__Work item__. Set down, unchanged, the line with "Where can the toilet seat" and everything after it through the last line of the data.

__Supplied information__.
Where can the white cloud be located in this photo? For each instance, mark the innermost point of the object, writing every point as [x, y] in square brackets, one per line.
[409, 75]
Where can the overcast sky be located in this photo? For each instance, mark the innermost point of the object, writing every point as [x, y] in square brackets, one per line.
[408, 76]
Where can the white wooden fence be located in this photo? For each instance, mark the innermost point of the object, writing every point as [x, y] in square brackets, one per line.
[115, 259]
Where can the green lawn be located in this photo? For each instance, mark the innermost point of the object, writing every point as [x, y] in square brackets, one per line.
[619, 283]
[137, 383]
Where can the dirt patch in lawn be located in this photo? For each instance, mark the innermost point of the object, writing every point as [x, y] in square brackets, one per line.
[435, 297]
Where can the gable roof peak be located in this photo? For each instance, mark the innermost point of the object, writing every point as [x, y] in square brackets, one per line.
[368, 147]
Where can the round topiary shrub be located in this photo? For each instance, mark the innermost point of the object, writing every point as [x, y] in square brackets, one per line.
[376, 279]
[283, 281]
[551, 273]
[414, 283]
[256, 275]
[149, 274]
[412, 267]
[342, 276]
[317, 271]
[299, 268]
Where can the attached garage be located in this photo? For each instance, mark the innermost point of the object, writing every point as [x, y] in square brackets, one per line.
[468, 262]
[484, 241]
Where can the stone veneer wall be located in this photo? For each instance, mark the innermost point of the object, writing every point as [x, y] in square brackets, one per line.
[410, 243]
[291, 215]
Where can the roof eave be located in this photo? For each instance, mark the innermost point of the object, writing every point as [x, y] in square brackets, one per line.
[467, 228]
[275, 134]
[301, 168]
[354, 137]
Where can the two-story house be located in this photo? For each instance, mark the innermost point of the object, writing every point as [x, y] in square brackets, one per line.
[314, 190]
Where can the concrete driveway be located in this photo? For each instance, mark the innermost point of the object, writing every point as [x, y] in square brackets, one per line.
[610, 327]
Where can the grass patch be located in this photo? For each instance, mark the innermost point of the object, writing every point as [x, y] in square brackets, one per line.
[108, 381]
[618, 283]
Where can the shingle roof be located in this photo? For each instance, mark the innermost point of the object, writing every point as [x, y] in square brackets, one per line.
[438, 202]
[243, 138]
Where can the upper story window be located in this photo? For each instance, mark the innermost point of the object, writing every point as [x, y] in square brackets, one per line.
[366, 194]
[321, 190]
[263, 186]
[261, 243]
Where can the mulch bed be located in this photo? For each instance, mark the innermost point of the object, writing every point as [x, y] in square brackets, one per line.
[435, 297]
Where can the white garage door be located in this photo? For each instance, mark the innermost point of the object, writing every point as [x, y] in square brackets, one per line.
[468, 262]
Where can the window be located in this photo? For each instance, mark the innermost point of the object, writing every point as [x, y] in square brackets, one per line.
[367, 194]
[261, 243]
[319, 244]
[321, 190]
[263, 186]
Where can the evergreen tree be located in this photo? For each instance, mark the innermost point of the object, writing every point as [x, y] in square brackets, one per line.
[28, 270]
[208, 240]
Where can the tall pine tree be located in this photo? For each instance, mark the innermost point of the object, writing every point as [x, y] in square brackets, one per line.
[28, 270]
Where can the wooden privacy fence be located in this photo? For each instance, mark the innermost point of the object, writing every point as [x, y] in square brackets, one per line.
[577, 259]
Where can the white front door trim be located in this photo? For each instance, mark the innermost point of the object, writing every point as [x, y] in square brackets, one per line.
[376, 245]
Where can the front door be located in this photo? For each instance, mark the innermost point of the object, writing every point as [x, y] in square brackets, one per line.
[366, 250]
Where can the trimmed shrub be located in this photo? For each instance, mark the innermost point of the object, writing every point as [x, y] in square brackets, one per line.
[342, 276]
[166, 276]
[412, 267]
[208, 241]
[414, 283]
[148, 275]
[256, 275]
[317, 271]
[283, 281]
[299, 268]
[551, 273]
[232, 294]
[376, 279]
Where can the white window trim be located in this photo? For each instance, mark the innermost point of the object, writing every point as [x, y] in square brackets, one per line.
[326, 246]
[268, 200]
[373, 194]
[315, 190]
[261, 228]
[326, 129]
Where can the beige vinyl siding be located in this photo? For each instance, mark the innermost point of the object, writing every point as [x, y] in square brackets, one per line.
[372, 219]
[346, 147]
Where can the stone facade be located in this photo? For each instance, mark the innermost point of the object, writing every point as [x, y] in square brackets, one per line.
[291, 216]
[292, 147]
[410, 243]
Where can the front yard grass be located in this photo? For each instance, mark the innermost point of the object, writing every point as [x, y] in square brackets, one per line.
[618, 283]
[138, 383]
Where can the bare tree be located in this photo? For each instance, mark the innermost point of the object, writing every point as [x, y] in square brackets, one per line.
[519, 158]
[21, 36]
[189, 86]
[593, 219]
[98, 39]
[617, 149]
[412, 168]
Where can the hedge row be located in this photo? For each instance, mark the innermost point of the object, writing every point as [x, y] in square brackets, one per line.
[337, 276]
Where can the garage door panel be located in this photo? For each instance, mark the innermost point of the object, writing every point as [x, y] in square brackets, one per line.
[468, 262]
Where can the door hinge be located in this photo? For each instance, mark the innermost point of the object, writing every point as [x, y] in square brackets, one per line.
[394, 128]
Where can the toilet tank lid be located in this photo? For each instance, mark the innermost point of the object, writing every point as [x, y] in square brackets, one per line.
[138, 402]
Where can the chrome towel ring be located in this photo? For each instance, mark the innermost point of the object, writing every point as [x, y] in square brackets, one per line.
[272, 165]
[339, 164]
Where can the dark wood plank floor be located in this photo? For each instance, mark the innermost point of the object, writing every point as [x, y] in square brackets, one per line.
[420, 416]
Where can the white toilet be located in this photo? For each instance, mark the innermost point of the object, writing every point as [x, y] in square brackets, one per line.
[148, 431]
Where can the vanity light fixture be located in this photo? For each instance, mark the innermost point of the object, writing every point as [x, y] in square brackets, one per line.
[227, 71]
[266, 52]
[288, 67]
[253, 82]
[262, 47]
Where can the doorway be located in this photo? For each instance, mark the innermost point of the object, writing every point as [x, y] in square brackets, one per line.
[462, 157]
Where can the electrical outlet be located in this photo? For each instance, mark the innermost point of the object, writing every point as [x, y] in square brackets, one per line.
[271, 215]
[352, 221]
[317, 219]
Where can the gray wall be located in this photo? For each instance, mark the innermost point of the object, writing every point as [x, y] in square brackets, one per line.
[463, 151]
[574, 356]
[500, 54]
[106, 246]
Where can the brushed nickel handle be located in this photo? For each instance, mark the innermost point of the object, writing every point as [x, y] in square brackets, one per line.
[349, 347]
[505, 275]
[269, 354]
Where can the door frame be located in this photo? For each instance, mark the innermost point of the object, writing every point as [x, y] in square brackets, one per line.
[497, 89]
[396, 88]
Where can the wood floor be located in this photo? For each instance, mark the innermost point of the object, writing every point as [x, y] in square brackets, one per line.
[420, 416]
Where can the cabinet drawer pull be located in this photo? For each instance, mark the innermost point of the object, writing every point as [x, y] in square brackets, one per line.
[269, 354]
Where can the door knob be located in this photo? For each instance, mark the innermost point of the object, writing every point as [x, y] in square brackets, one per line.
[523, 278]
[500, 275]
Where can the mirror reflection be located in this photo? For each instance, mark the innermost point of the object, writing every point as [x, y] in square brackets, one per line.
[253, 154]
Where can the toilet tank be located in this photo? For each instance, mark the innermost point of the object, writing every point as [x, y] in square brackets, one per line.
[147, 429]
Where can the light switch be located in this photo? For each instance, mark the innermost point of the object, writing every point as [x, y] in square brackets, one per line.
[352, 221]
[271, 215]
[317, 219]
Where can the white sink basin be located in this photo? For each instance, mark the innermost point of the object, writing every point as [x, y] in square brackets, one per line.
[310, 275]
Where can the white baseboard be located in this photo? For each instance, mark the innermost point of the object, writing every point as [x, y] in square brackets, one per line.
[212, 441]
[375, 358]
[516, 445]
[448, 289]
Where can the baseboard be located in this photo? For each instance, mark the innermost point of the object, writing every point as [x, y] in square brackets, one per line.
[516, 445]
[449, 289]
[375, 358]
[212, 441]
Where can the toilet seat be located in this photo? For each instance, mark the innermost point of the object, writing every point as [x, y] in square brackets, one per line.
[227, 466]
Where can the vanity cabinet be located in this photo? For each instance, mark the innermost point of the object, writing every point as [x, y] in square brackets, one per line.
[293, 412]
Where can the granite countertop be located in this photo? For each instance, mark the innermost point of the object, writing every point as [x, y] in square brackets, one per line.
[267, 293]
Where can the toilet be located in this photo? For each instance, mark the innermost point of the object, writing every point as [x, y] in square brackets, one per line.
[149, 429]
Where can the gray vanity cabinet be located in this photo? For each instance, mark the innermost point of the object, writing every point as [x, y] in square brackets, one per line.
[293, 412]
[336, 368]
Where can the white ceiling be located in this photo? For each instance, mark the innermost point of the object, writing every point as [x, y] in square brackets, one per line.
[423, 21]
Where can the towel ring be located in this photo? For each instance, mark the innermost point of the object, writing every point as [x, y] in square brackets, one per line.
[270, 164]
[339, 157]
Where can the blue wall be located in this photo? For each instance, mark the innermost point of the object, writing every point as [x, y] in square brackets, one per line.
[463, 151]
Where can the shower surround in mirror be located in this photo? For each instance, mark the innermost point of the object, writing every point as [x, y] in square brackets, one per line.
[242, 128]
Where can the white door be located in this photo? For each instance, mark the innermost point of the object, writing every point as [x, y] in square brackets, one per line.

__Problem solution__.
Where can the toilet seat be located in this photo? For each instance, mark the innermost point of the object, writing every point as [x, y] in square brackets, one per line.
[227, 466]
Where can the vanity cabinet be located in this photo? For each instance, mark the innermost point of the object, writing every point as [x, y] in square brackets, one per line.
[293, 412]
Where can the granite countertop be located in this photo? For each instance, mark the innermost point of the object, writing every point as [x, y] in square brackets, one per line.
[267, 293]
Where can the toilet be located in this photo? For each instance, mark the innermost point of the object, writing every point as [x, y] in square brackets, one per line.
[149, 429]
Where can the gray vanity cabinet be located in this photo? For each instance, mark the innermost point of the object, writing every point as [x, y] in square brackets, one per line.
[293, 412]
[336, 368]
Where can the white ceiling be located in this photo? For each instance, mark the innermost point of the object, writing every point as [x, y] in square brackets, one per line.
[423, 21]
Where can the towel ring be located in this photo? For each instance, mark the innermost point of the object, writing every point as [x, y] in square brackets, one per line.
[270, 164]
[339, 157]
Where can the blue wall be located in this photo? For each instance, mark the innermost point of the object, writing every point as [x, y] in square brackets, one per line.
[463, 151]
Where can the shower surround in mirror be located in this photo? For each instance, mark the innermost point of the object, writing every point as [x, y] in square brackets, one per line.
[242, 128]
Where can the white door be located in this photo? For each instance, mark the innermost point of the object, writing every point as [x, y] in square brackets, one per line.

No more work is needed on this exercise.